Exercise data:
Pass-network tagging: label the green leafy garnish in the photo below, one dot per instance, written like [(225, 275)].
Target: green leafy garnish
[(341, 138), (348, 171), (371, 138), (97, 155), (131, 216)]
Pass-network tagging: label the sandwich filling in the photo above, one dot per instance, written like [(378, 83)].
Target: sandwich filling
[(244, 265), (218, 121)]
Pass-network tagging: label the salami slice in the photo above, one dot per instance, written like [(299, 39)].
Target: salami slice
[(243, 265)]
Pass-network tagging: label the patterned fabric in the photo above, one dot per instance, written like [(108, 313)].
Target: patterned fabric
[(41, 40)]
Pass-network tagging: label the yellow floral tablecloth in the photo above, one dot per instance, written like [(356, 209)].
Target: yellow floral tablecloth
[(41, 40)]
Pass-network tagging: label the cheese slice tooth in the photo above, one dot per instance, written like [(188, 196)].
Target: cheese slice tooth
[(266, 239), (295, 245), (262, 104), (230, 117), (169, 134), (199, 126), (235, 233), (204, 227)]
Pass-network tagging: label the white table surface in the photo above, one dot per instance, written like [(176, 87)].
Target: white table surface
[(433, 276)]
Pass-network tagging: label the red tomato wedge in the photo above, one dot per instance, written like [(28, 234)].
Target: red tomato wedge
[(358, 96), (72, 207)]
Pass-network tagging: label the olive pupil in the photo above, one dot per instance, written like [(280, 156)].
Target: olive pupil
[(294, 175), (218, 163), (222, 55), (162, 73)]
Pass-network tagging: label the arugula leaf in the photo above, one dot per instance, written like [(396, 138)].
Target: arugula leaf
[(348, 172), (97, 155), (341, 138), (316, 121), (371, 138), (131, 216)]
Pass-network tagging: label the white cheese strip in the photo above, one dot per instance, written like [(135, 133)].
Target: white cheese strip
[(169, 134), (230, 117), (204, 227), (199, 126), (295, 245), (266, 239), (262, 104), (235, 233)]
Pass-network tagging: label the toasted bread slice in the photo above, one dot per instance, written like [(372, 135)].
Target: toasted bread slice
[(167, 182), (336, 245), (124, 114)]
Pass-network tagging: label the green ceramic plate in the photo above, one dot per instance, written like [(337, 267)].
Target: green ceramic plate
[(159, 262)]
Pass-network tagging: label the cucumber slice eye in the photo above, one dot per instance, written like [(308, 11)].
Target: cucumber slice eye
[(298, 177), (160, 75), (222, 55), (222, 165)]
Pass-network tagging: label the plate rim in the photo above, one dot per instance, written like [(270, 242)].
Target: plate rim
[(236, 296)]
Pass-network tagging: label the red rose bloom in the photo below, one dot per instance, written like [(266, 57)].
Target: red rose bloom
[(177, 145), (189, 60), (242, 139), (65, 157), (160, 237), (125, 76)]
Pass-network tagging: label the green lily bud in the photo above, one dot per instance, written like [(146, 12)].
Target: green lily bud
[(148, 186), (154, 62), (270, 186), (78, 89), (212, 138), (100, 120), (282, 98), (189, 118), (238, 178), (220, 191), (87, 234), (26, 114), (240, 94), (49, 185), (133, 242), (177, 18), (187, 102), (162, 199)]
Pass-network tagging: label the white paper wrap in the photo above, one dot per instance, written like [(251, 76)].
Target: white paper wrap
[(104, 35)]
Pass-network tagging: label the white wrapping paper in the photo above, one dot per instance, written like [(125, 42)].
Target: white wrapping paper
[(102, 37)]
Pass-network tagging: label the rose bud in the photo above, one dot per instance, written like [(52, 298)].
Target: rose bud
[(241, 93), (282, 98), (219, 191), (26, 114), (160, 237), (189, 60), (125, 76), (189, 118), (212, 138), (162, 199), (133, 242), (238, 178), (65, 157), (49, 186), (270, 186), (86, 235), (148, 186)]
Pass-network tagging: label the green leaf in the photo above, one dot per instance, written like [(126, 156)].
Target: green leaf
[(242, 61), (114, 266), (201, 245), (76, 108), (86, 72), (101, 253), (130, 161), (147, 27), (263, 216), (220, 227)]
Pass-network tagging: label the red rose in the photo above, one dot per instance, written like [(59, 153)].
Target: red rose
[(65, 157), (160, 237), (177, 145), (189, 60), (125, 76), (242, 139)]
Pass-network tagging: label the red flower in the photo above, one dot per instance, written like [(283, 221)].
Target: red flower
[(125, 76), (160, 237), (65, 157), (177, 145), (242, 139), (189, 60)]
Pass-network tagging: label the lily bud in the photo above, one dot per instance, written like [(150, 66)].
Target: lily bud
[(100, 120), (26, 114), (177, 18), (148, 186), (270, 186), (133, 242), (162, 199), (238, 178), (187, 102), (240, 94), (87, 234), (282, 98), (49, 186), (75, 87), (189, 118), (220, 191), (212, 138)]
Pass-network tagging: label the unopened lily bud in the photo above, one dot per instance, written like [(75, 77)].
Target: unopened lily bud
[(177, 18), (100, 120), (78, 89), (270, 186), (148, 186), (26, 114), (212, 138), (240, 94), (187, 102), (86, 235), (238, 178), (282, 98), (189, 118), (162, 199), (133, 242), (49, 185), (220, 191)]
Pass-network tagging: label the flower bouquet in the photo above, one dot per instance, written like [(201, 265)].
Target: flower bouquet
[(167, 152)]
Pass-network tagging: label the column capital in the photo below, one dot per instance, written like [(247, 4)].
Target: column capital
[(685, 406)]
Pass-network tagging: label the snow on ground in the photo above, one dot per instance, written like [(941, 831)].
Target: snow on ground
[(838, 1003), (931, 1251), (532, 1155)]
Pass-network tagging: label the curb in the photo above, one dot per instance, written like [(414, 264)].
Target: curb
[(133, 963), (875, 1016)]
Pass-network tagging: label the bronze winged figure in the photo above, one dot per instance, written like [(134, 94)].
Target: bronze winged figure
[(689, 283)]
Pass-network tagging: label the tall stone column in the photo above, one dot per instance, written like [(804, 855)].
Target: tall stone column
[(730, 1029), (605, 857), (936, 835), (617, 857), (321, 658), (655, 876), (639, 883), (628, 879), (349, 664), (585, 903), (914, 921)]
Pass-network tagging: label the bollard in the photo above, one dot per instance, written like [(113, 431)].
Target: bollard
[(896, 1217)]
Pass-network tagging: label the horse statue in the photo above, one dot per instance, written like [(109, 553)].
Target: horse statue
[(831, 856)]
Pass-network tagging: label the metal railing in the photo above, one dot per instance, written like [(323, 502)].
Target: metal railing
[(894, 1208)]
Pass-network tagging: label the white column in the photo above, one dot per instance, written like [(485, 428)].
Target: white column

Prompt:
Each entry should be retyped exactly as given.

Task result:
Pass-network tagging: label the green leafy garnish in the photo below, one dot per instance, written like [(225, 275)].
Target: green leafy garnish
[(341, 138), (348, 171), (371, 138), (97, 155), (131, 216)]
Pass-network tagging: label the sandwich filling in the photo above, one dot per instance, written like [(378, 83)].
Target: sandwich filling
[(244, 265), (218, 121)]
Pass-network tagging: label the salami slice in the photo above, one dot per instance, written like [(299, 39)].
Target: salami slice
[(243, 265)]
Pass-network tagging: label the patterned fabric in the photo above, one dot per instance, written like [(108, 313)].
Target: patterned fabric
[(41, 40)]
Pass-network tagging: label the yellow floral tablecloth in the photo above, one dot per instance, written like [(356, 209)].
Target: yellow floral tablecloth
[(41, 40)]
Pass-network tagging: label the cheese slice tooth in the photo above, one dot per instance, written like [(188, 196)].
Target: cheese slice tooth
[(266, 239), (295, 245), (262, 104), (230, 117), (169, 134), (199, 126), (235, 233), (204, 227)]
Pass-network tagging: label the white table surface in the photo above, one dot per instance, written like [(176, 87)].
Target: white table surface
[(433, 276)]
Pass-network tagging: label the red tomato wedge in the photo above, one dot per instance, written like [(28, 234)].
Target: red tomato wedge
[(358, 96), (72, 207)]
Pass-network tagging: label the olive pupil in the photo above, one dot per instance, written like [(280, 156)].
Target: olive pupil
[(294, 175), (218, 163), (222, 55), (162, 73)]
Pass-network tagging: label the arugula leaf in the photo above, one dot per instance, written like [(396, 138)].
Target: arugula leaf
[(348, 172), (97, 155), (341, 138), (316, 121), (371, 138), (131, 216)]
Pass-network tagging: label the white cheese strip in the photo above, one dot per instance, written like [(135, 133)].
Target: white cheese strip
[(169, 134), (230, 117), (204, 227), (199, 126), (295, 245), (266, 239), (262, 104), (235, 233)]
Pass-network tagging: label the toasted bread slice in the photo above, one dot per instance, written like [(372, 135)].
Target: toasted bread slice
[(167, 182), (336, 245), (124, 114)]
Pass-network tagging: label the green ceramic plate in the photo above, one dot per instance, written like [(337, 267)].
Target: green ceramic plate
[(159, 262)]
Pass-network tagging: label the cucumber slice eye in the photo above, one dot per instance, written like [(308, 11)].
Target: cucumber slice eye
[(298, 177), (160, 75), (222, 55), (222, 165)]
Pass-network tagging: label the plate rim in the photo above, one dot per instance, written like [(270, 242)].
Target: plate rim
[(236, 296)]
Pass-network tagging: label the red rose bloom in the photo below, one dot per instance, written like [(266, 57)].
Target: red rose bloom
[(177, 145), (189, 60), (242, 139), (65, 157), (160, 237), (125, 76)]
Pass-network tagging: label the green lily bud in the photo above, one dot per instance, written like [(146, 12)].
Target: green lily bud
[(148, 186), (154, 62), (270, 186), (78, 89), (212, 138), (100, 120), (282, 98), (189, 118), (238, 178), (220, 191), (87, 234), (26, 114), (240, 94), (49, 185), (133, 242), (177, 18), (187, 102), (162, 199)]
Pass-network tagging: label the white paper wrap in the photo above, one dot per instance, written like [(251, 76)].
Target: white paper wrap
[(104, 35)]
Pass-network tagging: label the white wrapping paper in the photo above, one dot per instance, written like [(125, 42)].
Target: white wrapping paper
[(102, 37)]
Pass-network tagging: label the rose bud in the photo above, one dot per instance, written like [(52, 298)].
Target: rose bud
[(241, 93), (282, 98), (219, 191), (26, 114), (160, 237), (189, 60), (125, 76), (189, 118), (212, 138), (162, 199), (133, 242), (238, 178), (65, 157), (49, 186), (270, 186), (86, 235), (148, 186)]
Pass-network tagging: label the green leaf in the photo above, one dot per instance, written like [(126, 156)].
Target: green leaf
[(242, 61), (114, 266), (201, 245), (76, 108), (86, 72), (101, 253), (130, 161), (147, 27), (263, 216), (220, 227)]
Pass-network tagging: label the red rose in the photo above, one dot per instance, written like [(59, 153)].
Target: red rose
[(65, 157), (160, 237), (177, 145), (189, 60), (125, 76), (242, 139)]
Pass-network tagging: label the red flower in the photo above, one dot per instance, written like [(283, 221)].
Target: red flower
[(125, 76), (160, 237), (65, 157), (177, 145), (242, 139), (189, 60)]
Pass-network tagging: label the lily bud in the photo above, one dot per instance, written like [(150, 66)].
Target: lily bud
[(100, 120), (26, 114), (177, 18), (148, 186), (270, 186), (133, 242), (162, 199), (238, 178), (187, 102), (240, 94), (87, 234), (282, 98), (49, 186), (75, 87), (189, 118), (220, 191), (212, 138)]
Pass-network tagging: label the unopened lily bud in the photo above, one dot per instance, written like [(75, 77)].
Target: unopened lily bud
[(177, 18), (100, 120), (78, 89), (270, 186), (148, 186), (26, 114), (212, 138), (240, 94), (187, 102), (86, 235), (238, 178), (282, 98), (189, 118), (162, 199), (133, 242), (49, 185), (220, 191)]
Pass-network tagging: label the flower bouquet in the photo above, one dot per instance, written like [(201, 265)].
Target: flower bouquet
[(167, 152)]
Pass-network tagging: label the column capital in the photo below, one dot per instance, written like [(247, 4)].
Target: column capital
[(685, 406)]
Pass-network tagging: label the snow on ground in the photo above, one dot per instance, written like [(941, 831)].
Target: snow on ground
[(838, 1003), (931, 1251), (532, 1155)]
Pass-network tagging: label the curb in the photo above, one dot per instance, written like [(414, 264)].
Target: curb
[(133, 963), (875, 1016)]
Pass-network tagging: label the bronze winged figure in the photo above, one dot per instance, written like [(134, 94)].
Target: bronze winged figure
[(689, 283)]
Pass-network tagging: label the tall stone column in the photo above, one dot per instance, written like [(804, 855)].
Target: tall stone column
[(730, 1029), (605, 857), (936, 835), (617, 857), (321, 658), (655, 876), (639, 883), (628, 879), (349, 664), (585, 903), (914, 921)]
Pass-network tagging: label the bollard in the photo above, one dot per instance, written like [(113, 431)].
Target: bollard
[(896, 1217)]
Pass-network tagging: label the horse statue in the photo above, one dot per instance, written like [(109, 553)].
Target: horse statue
[(831, 856)]
Pass-network tagging: label the metal railing in the photo above, one dot per instance, written like [(323, 502)].
Target: metal railing
[(894, 1208)]
Pass-network tagging: label the white column in the photo above, one dot per instance, written like [(485, 428)].
Target: white column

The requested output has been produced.